(Information given)
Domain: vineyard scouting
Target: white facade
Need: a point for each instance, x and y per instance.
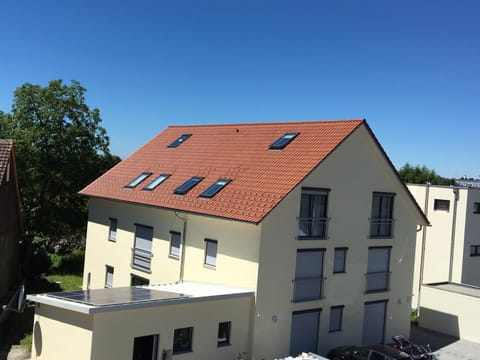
(351, 301)
(451, 245)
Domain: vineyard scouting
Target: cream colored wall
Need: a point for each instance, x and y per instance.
(61, 334)
(238, 246)
(115, 331)
(352, 173)
(471, 264)
(450, 313)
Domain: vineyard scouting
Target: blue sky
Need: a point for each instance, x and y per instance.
(410, 67)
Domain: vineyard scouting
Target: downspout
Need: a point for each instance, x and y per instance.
(184, 237)
(452, 241)
(422, 254)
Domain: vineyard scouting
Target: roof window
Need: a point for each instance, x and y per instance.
(158, 180)
(138, 179)
(188, 185)
(213, 189)
(283, 141)
(179, 141)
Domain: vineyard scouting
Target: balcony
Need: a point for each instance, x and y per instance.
(308, 288)
(377, 281)
(381, 228)
(141, 259)
(312, 228)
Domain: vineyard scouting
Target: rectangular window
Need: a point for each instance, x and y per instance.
(211, 252)
(223, 334)
(138, 281)
(142, 251)
(182, 340)
(175, 240)
(336, 318)
(381, 221)
(378, 269)
(476, 208)
(313, 214)
(339, 260)
(474, 250)
(308, 282)
(187, 185)
(108, 276)
(441, 205)
(112, 231)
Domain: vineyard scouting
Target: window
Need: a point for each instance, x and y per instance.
(182, 340)
(142, 251)
(313, 214)
(378, 269)
(175, 239)
(474, 250)
(211, 252)
(108, 276)
(283, 141)
(138, 281)
(158, 180)
(224, 334)
(339, 260)
(145, 347)
(308, 282)
(179, 140)
(336, 317)
(186, 186)
(215, 188)
(441, 205)
(476, 208)
(138, 180)
(381, 222)
(112, 232)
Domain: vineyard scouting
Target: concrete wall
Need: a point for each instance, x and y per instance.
(61, 334)
(352, 173)
(237, 257)
(450, 312)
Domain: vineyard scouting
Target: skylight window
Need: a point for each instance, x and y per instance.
(138, 179)
(180, 140)
(283, 141)
(187, 186)
(158, 180)
(215, 188)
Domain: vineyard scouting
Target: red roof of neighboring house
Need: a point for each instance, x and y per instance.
(260, 178)
(6, 148)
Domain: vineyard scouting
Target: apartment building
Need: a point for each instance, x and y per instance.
(310, 216)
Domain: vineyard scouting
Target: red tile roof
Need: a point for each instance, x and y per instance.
(6, 148)
(261, 178)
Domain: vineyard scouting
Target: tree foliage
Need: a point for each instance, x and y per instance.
(421, 175)
(60, 147)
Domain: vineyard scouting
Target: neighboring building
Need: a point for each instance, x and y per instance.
(451, 245)
(10, 225)
(311, 216)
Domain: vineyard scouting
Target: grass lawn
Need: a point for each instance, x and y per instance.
(67, 282)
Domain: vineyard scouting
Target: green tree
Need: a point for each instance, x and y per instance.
(421, 175)
(60, 147)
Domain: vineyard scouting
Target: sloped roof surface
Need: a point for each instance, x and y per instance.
(6, 147)
(260, 178)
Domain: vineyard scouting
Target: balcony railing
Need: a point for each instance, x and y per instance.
(141, 259)
(312, 228)
(377, 281)
(381, 228)
(308, 288)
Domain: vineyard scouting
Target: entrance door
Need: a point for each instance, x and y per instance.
(304, 334)
(145, 347)
(374, 322)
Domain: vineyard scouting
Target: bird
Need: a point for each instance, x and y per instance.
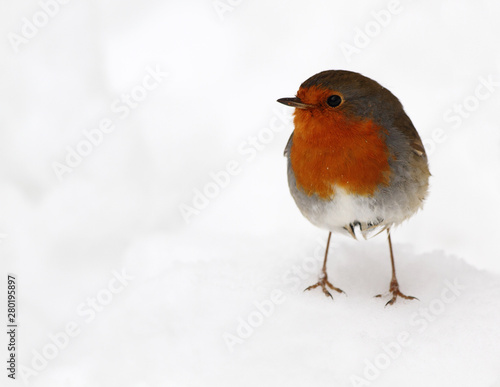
(356, 164)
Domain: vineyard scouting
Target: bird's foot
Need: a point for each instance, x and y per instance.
(394, 289)
(324, 284)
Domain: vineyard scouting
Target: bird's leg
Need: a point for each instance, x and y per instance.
(394, 287)
(323, 279)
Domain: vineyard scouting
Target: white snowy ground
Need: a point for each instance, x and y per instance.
(115, 288)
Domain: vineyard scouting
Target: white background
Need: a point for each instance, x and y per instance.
(194, 281)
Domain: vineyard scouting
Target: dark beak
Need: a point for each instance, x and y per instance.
(294, 102)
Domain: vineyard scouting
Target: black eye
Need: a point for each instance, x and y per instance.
(334, 100)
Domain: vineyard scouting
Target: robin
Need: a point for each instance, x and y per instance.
(356, 164)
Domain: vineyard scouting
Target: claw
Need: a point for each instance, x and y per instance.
(324, 283)
(394, 289)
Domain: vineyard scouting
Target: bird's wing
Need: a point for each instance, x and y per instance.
(286, 152)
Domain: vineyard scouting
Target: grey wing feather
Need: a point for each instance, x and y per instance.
(286, 152)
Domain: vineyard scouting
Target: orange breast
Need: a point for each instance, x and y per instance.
(330, 151)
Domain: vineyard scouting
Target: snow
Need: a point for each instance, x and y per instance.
(116, 288)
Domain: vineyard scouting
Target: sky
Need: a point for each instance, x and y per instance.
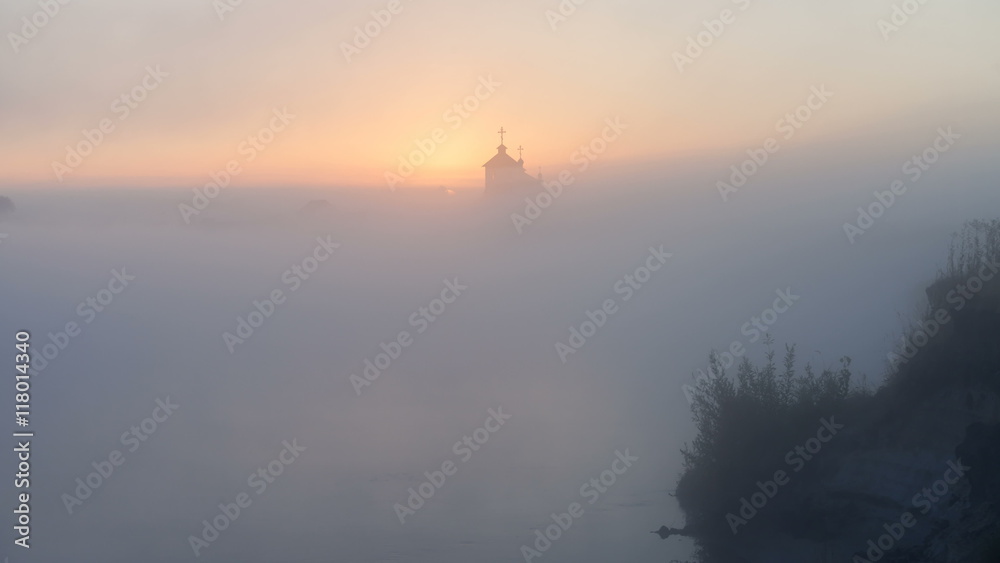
(361, 105)
(826, 111)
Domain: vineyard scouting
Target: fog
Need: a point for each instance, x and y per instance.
(493, 347)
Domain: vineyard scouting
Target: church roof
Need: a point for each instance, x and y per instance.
(502, 159)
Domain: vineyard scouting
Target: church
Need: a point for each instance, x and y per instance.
(504, 175)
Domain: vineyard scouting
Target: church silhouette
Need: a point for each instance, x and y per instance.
(506, 175)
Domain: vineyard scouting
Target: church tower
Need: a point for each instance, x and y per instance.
(506, 175)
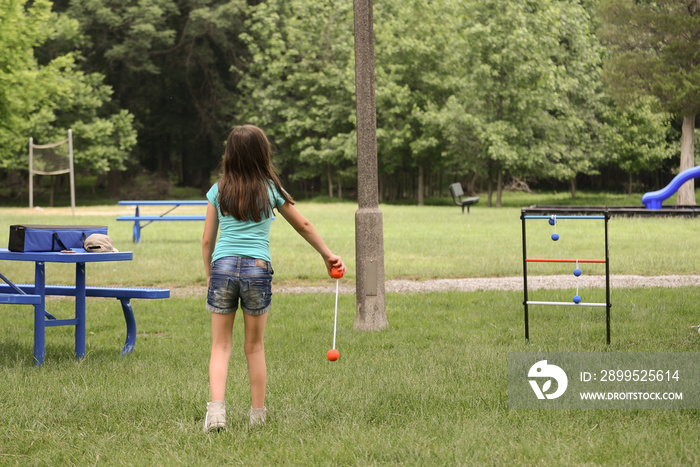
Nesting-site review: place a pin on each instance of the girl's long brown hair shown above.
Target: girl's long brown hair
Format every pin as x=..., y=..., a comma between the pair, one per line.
x=246, y=173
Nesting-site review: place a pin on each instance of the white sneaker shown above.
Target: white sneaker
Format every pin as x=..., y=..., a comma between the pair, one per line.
x=257, y=416
x=216, y=416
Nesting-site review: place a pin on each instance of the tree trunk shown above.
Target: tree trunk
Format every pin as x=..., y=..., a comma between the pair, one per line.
x=330, y=180
x=421, y=186
x=114, y=182
x=499, y=186
x=631, y=183
x=686, y=193
x=490, y=186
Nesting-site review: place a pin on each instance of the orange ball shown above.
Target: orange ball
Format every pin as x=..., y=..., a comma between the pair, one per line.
x=336, y=273
x=332, y=355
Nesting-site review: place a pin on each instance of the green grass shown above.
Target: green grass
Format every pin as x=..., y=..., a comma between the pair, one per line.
x=419, y=243
x=431, y=389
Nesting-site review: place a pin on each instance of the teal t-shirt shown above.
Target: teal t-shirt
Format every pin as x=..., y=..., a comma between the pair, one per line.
x=244, y=238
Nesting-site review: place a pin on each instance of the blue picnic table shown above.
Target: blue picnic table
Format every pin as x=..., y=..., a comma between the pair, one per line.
x=137, y=218
x=35, y=294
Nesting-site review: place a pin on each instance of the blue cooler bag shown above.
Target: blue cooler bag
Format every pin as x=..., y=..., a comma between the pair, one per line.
x=25, y=238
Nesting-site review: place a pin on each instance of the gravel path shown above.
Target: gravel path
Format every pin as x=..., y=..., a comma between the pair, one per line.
x=510, y=283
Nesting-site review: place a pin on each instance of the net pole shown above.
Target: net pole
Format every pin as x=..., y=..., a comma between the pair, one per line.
x=31, y=173
x=72, y=175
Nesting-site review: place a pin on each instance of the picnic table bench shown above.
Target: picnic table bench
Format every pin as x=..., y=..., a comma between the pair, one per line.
x=137, y=218
x=459, y=198
x=28, y=296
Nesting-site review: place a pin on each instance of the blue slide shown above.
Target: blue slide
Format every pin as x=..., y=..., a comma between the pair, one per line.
x=653, y=199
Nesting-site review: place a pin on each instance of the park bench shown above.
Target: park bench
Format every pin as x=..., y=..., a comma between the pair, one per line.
x=137, y=218
x=459, y=199
x=123, y=294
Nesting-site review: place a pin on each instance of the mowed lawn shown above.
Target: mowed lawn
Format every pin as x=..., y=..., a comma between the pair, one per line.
x=431, y=389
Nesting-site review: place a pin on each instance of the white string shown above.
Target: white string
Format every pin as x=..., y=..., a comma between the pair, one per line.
x=335, y=320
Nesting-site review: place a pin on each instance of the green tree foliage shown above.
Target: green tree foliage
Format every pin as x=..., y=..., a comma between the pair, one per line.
x=169, y=63
x=655, y=53
x=44, y=100
x=298, y=84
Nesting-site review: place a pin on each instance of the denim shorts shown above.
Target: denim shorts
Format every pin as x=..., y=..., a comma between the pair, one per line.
x=234, y=278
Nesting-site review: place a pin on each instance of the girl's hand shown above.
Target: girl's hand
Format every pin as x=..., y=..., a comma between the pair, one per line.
x=334, y=261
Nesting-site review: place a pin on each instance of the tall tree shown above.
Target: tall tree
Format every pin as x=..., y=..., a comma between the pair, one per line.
x=656, y=52
x=169, y=62
x=298, y=84
x=42, y=95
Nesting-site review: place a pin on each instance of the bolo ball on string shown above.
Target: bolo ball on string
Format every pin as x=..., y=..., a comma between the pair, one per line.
x=577, y=273
x=553, y=221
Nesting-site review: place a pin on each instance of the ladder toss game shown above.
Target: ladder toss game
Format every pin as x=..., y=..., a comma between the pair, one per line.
x=577, y=300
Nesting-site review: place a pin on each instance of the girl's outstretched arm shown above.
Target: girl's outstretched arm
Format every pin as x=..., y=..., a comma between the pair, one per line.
x=211, y=227
x=309, y=233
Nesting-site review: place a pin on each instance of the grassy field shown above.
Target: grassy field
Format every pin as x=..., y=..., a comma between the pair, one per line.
x=431, y=389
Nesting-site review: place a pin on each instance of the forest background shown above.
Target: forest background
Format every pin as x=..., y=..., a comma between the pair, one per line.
x=495, y=94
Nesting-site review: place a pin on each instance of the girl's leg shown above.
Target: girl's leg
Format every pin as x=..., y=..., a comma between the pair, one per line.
x=255, y=354
x=222, y=343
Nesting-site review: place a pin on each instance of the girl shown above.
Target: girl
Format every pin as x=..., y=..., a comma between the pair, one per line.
x=238, y=264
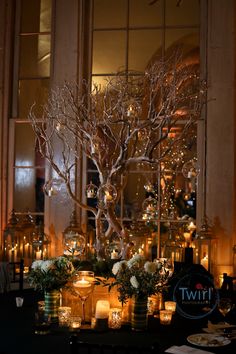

(Required action) What you return must match the lines above from the one with "Target: fog" through the one with "Target: tree trunk" exactly, with both ends included and the pictures excluded.

(Written solution)
Target: fog
Need: a point for each instance, x and y per instance.
(493, 347)
Domain: vineyard scouting
Target: church roof
Need: a point for each instance, x and y per instance.
(502, 159)
Domain: vineyard scouting
Target: church
Need: a point for each instance, x and y per instance.
(504, 175)
Domain: vineyard scouting
Target: church silhouette
Need: a point for each instance, x and y per instance.
(506, 175)
Domain: vineyard scouting
Target: church tower
Need: a point for each instance, x and y per instance.
(506, 175)
Nesting-site review: place a pin on each instance of the girl's long brown hair shown above.
Target: girl's long brown hair
Format every pin as x=..., y=..., a comma between the pair, one per line.
x=246, y=173
Nesting-site review: place a pin on each instance of the white sneaker shown above.
Target: white sneaker
Format every pin as x=..., y=..., a comma between the pair, one per line.
x=257, y=416
x=216, y=416
Nesting-site review: place a pin on each instance of the tree trunk shown above.
Target: tree trunk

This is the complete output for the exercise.